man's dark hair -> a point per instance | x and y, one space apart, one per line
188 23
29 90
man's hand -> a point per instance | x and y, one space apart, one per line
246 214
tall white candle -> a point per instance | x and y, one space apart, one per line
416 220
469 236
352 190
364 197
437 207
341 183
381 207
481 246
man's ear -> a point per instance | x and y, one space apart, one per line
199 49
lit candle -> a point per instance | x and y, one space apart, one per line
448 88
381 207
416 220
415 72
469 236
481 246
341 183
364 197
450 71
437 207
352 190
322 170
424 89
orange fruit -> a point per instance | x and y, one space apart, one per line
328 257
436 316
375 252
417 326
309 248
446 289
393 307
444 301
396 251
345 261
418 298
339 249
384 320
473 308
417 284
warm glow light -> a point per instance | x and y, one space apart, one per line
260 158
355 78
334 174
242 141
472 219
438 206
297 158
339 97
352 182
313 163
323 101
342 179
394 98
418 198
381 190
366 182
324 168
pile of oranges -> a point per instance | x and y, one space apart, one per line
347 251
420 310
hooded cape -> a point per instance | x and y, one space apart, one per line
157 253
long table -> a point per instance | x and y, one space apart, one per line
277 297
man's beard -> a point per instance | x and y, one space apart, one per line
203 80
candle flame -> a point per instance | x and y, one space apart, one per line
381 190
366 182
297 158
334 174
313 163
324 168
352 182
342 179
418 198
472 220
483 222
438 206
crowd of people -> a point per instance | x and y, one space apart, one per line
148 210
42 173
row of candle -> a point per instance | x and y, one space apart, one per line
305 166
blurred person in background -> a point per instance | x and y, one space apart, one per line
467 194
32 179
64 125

◇ ◇ ◇ ◇ ◇ ◇ ◇

Assignment. The whole of the material should be restated word for word.

Answer.
man's dark hair -> a point per instance | x and y, one space apart, one per line
188 23
29 90
man's hand -> a point per instance | x and y, one space apart, one per line
246 214
tall white candle -> a point per instance | x and y, one space apart, one per line
416 220
469 236
352 190
364 197
437 207
341 183
381 207
481 246
man's ear -> a point per instance | x and y, one space apart, one per line
199 49
lit candle -> a point per instance | x and y, one space apart, one per line
448 88
381 207
416 220
415 72
469 236
481 246
341 183
364 197
450 71
437 207
352 190
322 170
424 89
orange fruit -> a point per instance | x and y, one space apart, one per line
328 257
436 316
375 252
417 326
309 248
446 289
393 307
444 301
396 251
345 261
418 298
339 249
384 320
473 308
417 284
warm glow light -> a point per instance | x and y, one space apart, one per line
260 158
355 78
334 174
242 141
472 219
438 206
297 158
339 97
352 182
313 163
323 101
342 179
394 98
418 198
381 190
366 182
324 168
pile of oranges -> a point per instance | x and y, one space apart, one per line
347 251
420 310
hooded cape -> a point per instance | x and y, one space apart, one per line
157 253
long table -> a point per instance | x and y, one space apart, one per line
277 297
man's beard -> a point per instance | x and y, one space apart, one per line
203 80
candle flame -> a point per instance | x and y, one space apart, one per line
381 190
366 182
297 158
334 174
313 163
324 168
352 182
342 179
418 198
472 220
483 222
438 206
crowd of people -> a point per instance | x and y, one space apart, one per line
148 210
42 173
row of candle -> a point per instance | x and y, one space apart, one per line
305 166
blurred person in background -> a point per instance | x and y, one space apart, one per line
467 194
32 179
64 125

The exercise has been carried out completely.